### Required action
Everything from the line holding "Give the location" through the final line of the entries below is to be duplicated exactly, and nothing outside that span.

□ □ □

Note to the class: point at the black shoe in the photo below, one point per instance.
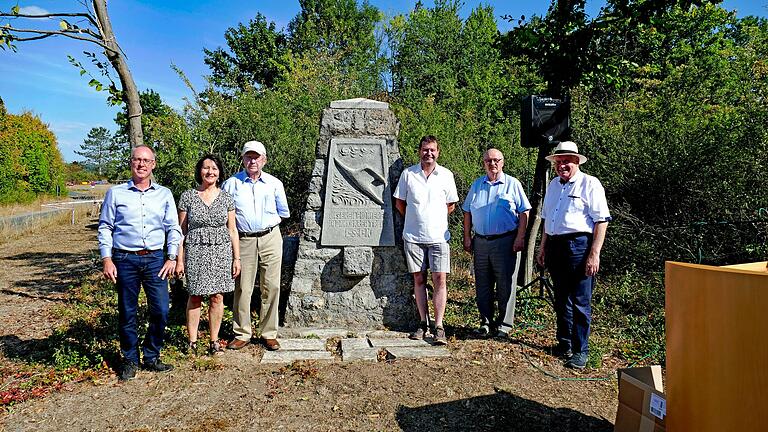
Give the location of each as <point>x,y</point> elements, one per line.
<point>128,372</point>
<point>578,361</point>
<point>157,366</point>
<point>562,351</point>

□ □ □

### Exercise solution
Give the location of each as <point>x,y</point> elements, one per line.
<point>128,372</point>
<point>578,361</point>
<point>157,366</point>
<point>562,351</point>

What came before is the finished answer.